== Stated goal 1 ==
Convert the listing into a JSON list of strings with one string per line, leaving out blank lines. Take only the lines from the first line of the listing through the line holding "294, 211, 459, 444", inclusive.

══ Supplied text ══

Lessons Learned? To Never Repeat.....Oklahoma

It may seem, especially during times when we get wrapped in our own lives, it is all we care about. Things like what recently occurred in Oklahoma bring home for me the importance of life to me.
Thinking about all of these Families, who are homeless with not a damned thing to their names. 
Think about it.  Everything they owned - Family pictures, treasured keepsakes, items their children made when they were younger, pictures of Family long past - all gone in the blink of an eye.
Added to this, there are those who lost loved ones.  It never ceases to amaze me, the power of the human soul, the power of healing.  Most of us, when we experience a terribly tragedy or loss, have a place to park our weary bodies, a place to rest our weary minds.  We have a place where we feel the comfort of home, where we can release and let it go.  The people of Moore, Oklahoma have lost even this basic healing necessity.  They have NOTHING. 
I have always been, what my Family calls, a "weather nut."  I am the one on the radar, half the US away, watching, tracking, storms, wind sheer, you name it.  I love the power of Mother Nature.  Love it.  I love the power of a super cell storm.  I love to get right under it, as safely as possible, looking up into the incredible cloud structure, at times getting blown over by RFD's.  I love any kind of storm; I have had an affinity for chasing storms since I was a young girl.  I can literally "feel" it in the air, when the electricity increases, when the pressure drops - I am right there.  My Mom calls me a "human barometer."  She is not far off.  It's a horrible feeling to love something so much, to have a passion for it, yet to hate it at the same time.  This is the case with tornadoes.
Needless to say, as you can imagine, with my love of storms, I was all over this one.  I was watching this storm long before it formed into a massive, power-of-God F5 tornado, knew it was an F5 simply from watching it's development, spawned from a super cell so strong, it was as if it was created in the depths of hell.
This is what, no doubt, the people of Moore, Oklahoma (and the surrounding communities) were thinking, as they saw this monster headed their way.
Imagine this scenario - you live in a community where storms are the norm.  You are even accustomed to a super cell rolling through, dropping golf-ball sized hail, denting everything you own, shooting lighting from the clouds as if the God's were in battle.  So, even though watches and warnings are firing off, in increasing intensity, you keep your awareness about you, but continue on with life.  You have no other choice, as you live where, during the late Spring and Summer months, this is life.  If you shut down, hid inside, every time a watch or warning was issued, you could very well be living inside for months.
Then, you notice this storm, the one creating the watches and warnings, is getting mighty strong.  You have lived here long enough to know what this means; you might very well have to count on something today, something other than a violate storm.  Still, you are ever more aware, but continue with your day - until the sirens start blaring.

═══

== Stated goal 2 ==
Continue the text about the Oklahoma tornado from its last sentence.

══ Data lines ══

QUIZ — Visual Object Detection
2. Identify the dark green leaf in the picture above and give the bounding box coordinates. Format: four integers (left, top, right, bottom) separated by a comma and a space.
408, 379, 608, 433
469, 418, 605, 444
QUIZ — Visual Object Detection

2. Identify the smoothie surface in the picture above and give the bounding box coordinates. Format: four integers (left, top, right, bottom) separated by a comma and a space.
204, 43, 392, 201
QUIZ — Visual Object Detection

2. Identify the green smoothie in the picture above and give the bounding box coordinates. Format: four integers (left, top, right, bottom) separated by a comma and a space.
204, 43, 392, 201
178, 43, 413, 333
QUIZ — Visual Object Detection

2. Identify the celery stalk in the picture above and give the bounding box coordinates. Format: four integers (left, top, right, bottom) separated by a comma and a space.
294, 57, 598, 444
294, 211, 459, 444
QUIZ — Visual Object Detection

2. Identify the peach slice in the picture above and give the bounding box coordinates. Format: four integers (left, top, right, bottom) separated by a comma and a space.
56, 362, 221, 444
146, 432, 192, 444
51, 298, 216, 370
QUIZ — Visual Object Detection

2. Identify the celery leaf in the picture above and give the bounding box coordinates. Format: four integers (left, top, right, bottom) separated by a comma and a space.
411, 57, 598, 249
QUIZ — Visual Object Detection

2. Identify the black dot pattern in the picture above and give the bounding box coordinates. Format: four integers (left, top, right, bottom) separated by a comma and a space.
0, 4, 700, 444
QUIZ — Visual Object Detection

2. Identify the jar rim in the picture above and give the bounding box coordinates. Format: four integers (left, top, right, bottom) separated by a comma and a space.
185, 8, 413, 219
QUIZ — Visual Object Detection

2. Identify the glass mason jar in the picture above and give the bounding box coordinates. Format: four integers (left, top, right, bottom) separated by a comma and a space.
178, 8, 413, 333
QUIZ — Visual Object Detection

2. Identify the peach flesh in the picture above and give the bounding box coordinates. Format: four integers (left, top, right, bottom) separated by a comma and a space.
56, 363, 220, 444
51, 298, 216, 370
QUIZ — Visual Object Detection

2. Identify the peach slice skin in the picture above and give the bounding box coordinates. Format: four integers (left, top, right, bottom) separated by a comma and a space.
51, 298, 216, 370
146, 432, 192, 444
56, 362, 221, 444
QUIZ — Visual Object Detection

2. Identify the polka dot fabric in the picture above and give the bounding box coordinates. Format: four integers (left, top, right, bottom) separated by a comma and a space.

═══

== Output 1 ==
[
  "QUIZ — Visual Object Detection",
  "2. Identify the dark green leaf in the picture above and give the bounding box coordinates. Format: four integers (left, top, right, bottom) separated by a comma and a space.",
  "408, 379, 608, 433",
  "469, 418, 605, 444",
  "QUIZ — Visual Object Detection",
  "2. Identify the smoothie surface in the picture above and give the bounding box coordinates. Format: four integers (left, top, right, bottom) separated by a comma and a space.",
  "204, 43, 392, 201",
  "QUIZ — Visual Object Detection",
  "2. Identify the green smoothie in the picture above and give the bounding box coordinates. Format: four integers (left, top, right, bottom) separated by a comma and a space.",
  "204, 43, 392, 201",
  "178, 43, 413, 333",
  "QUIZ — Visual Object Detection",
  "2. Identify the celery stalk in the picture above and give the bounding box coordinates. Format: four integers (left, top, right, bottom) separated by a comma and a space.",
  "294, 57, 598, 444",
  "294, 211, 459, 444"
]

== Output 2 ==
The minute you hear the sound, the horns blaring across the plains, you know something bad is on the way.  Your first thoughts?  You want to know if there is something headed your way, so you check the news, or you have already been listing to NOAA on your emergency weather radio. 
Once you find out it is in fact in your area, what are your thoughts then?  What goes through your mind in those split seconds of indecision?  Maybe they could be where are my kids, where are my animals, where is my Family, what is most important?  Where do I go?  Where can I hide?  Where are my neighbors? You might be one of the (fortunate ones) <see below> and have a storm/tornado shelter, so you think fast on who you need to get into it.  You might not be so lucky, instead grabbing your children, running to the bedroom, stripping the mattress off the bed, dragging it into the bathroom, placing your children in the tub, laying down with them, and then dragging the mattress over you and holding on for dear life. 
Look at the amount of steps involved in this!  Look at the sheer panic this person would likely be feeling!  Then, as you lay there, listening to the storm, hearing it's increasing intensity, feeling your ears "pop" as the pressure drops as the storms nears more.  This entire time, you are praying, you are talking to your children, arms wrapped around them, so tight they almost cannot breath.  But, no matter what, you are going to hold on to them with everything in you.  You will not lose them.  They will not be ripped from your arms.  You know the storm is almost upon you now.  There is nothing left to do but hold on and pray.  The noise is so deafening you can no longer hear the voice you know you are speaking to your children.  You keep talking.  You are their Mother, their Father, their Grandparent, and it is your job to keep them secure.  No matter your words, your children are scared for their lives.  They are crying, tears streaming down their little faces, buried under the mattress.  They may be young, but they KNOW this cannot be good.  The noise increases more, so much so it is actually causing pain to hear it.  The pressure drops more, so low that your ears actually rupture from the intensity of it.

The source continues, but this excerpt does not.